RECORDED INFORMATION:
———
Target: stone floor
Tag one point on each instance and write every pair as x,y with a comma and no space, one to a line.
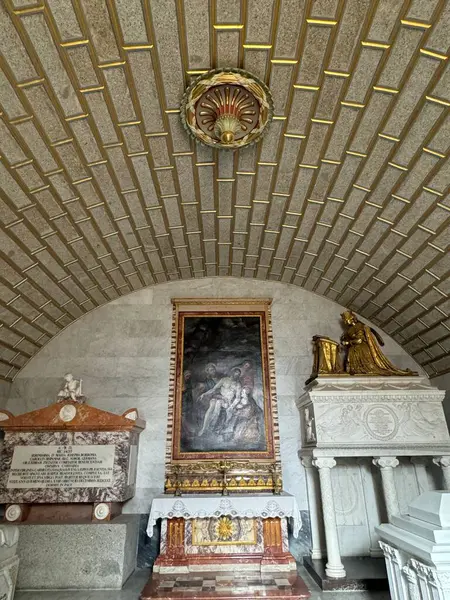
134,586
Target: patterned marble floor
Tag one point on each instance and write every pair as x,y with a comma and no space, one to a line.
134,586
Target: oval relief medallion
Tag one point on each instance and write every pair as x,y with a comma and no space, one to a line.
67,413
381,422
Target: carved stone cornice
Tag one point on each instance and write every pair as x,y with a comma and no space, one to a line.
386,462
324,463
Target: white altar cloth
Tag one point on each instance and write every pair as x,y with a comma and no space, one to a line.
201,506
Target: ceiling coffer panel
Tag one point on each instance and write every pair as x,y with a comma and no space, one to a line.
103,192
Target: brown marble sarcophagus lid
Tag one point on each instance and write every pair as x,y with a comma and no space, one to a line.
68,453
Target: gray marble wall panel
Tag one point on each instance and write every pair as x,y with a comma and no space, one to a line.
121,351
85,556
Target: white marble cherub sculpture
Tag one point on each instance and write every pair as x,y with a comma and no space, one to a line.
71,390
309,420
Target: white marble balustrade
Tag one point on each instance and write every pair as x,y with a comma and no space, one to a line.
416,548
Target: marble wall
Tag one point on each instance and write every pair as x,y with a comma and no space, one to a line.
5,389
121,351
443,383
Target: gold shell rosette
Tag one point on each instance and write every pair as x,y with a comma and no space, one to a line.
227,108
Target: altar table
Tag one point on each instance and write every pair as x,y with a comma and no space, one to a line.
202,532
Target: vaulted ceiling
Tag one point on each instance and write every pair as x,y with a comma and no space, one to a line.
102,191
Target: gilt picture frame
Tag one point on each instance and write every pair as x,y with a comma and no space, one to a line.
223,421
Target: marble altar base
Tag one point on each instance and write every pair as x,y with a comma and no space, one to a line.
226,586
223,544
78,556
362,574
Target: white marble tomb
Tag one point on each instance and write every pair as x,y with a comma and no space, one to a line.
368,446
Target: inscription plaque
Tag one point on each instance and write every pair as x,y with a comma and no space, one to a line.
62,467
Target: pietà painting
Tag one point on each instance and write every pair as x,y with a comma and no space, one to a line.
222,386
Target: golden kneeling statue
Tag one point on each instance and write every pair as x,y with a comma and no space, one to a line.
364,356
326,356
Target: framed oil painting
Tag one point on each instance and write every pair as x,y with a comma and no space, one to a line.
222,397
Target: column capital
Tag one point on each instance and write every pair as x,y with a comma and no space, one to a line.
442,461
385,462
324,462
307,461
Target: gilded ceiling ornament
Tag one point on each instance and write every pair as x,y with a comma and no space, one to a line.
227,108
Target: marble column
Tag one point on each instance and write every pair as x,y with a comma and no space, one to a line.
370,504
334,566
387,464
315,513
444,463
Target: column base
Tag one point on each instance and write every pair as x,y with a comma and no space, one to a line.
335,572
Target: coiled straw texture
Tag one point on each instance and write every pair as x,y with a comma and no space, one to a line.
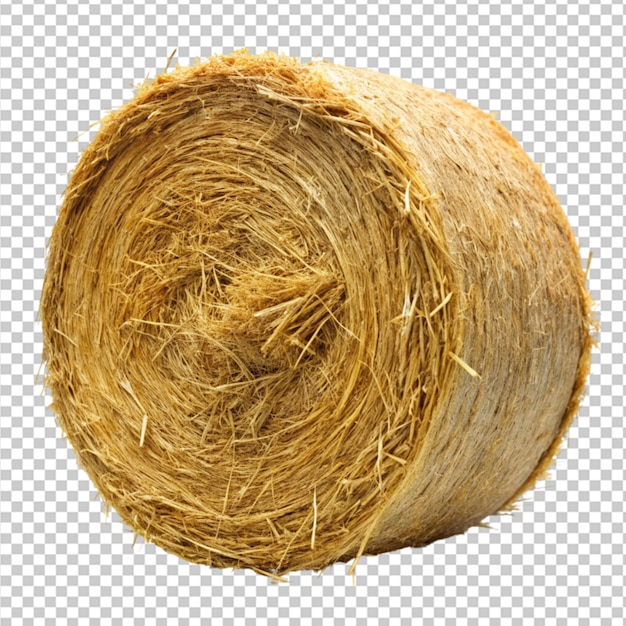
298,313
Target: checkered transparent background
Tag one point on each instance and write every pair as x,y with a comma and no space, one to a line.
553,70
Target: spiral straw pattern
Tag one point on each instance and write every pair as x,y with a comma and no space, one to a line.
298,313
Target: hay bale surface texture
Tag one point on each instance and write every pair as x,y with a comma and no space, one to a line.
298,313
———
AIM OF THE TASK: Transcribe the material as is, with images omitted.

ANSWER BELOW:
Target: stone floor
Tag one point on each instance and write every pair as x,y with a comma and no space, one to a line.
134,586
Target: patterned marble floor
Tag one point on each instance and write every pair as x,y with a comma and no space, one to a line.
134,586
Target: oval relief medallion
Tag one point on each instance and write every pair as x,y with a comma and no space, one to a line.
67,413
381,422
Target: carved stone cornice
Tag one point on each instance and write every pair as x,y with a comma and no space, one to a line.
386,462
324,463
Target: white altar cloth
Tag one point on each instance and write every pair as x,y with a comma and no space, one to a line.
201,506
Target: ceiling coffer panel
Tag one point on each instance and write every pair as x,y with a comma and no space, one to a line.
103,192
Target: brown marble sarcophagus lid
Tag one point on each instance and write every pair as x,y with a comma and no space, one to a line.
68,453
Target: gray marble wall panel
Tag one point on each instance and write every pair as x,y with a comma and no space, one to a line.
121,351
85,556
Target: white marble cherub sculpture
Tag one point on each instance and write every pair as x,y with a comma and no space, one to a line.
71,390
309,420
Target: white marble balustrade
Tag one point on each instance and write every pair as x,y with a comma and no space, one to a line.
416,548
Target: marble wall
Tag one point on each instance and write every pair as x,y with a comma and no space, one to a line.
5,389
121,351
443,383
Target: gold shell rosette
Tag one point on each instance and write every pair as x,y with a comma and no space, one to a line.
227,108
Target: altar table
Tag one point on each instance and write every pair as x,y with a comma and no space, one to a line.
202,532
Target: vaulted ceiling
Tag one point on each instance and write every pair as x,y with a comma and no space, one to a line.
102,191
Target: gilt picture frame
Tag one point on each instance and write every pair as x,y with a comma and no space, one to a line.
223,421
Target: marble altar base
Tag one point on each instance and write every pair as x,y with a comma and no space, one to a line.
226,586
223,544
78,556
362,574
Target: white marble tomb
Tag one point on each instance and write every pair as x,y with a comma and no space, one to a line.
368,446
Target: inscription plaque
Tag one point on each instance and write every pair as x,y with a comma and no space, one to a line.
62,467
Target: pietà painting
Tag one point on each instance and write every pair as x,y with a comma and no space, one to a line.
222,386
Target: golden kneeling statue
Tag one point on each instance and write every pair as x,y with a comma and no space, one to a line.
364,356
326,356
Target: framed oil painting
Tag one point on each instance and write every pair as x,y with a comma and no space, one to a line.
222,397
Target: column capital
Tag one point on each instance and write every pair as x,y with a comma and no space, one to a line.
442,461
385,462
324,462
307,461
Target: gilded ceiling ornament
Tag one point on each instance and write every pair as x,y with a comma and no space, one to a line.
227,108
Target: marble column
Tag one point on each instance and write every pair as x,y with a comma and no space, one to a line.
370,504
334,566
387,464
315,513
444,463
Target: column base
Tag one point on each instance and write every pair as x,y with a comma and no space, one to a line.
335,572
Target: coiled straw texture
Tag one point on each instance and write every pair as x,y with a comma and no space, one to a line.
298,313
Target: checkered transparent background
Tag one point on each instance and write every pair as x,y with a comma and no space, one to a line.
553,70
Target: spiral straw pattern
Tag one point on each instance and write every pair as x,y with a comma and no space, one to a line.
298,313
Target: hay bale surface texture
Tag one point on each instance and write every pair as x,y with a comma and no space, one to a line.
298,313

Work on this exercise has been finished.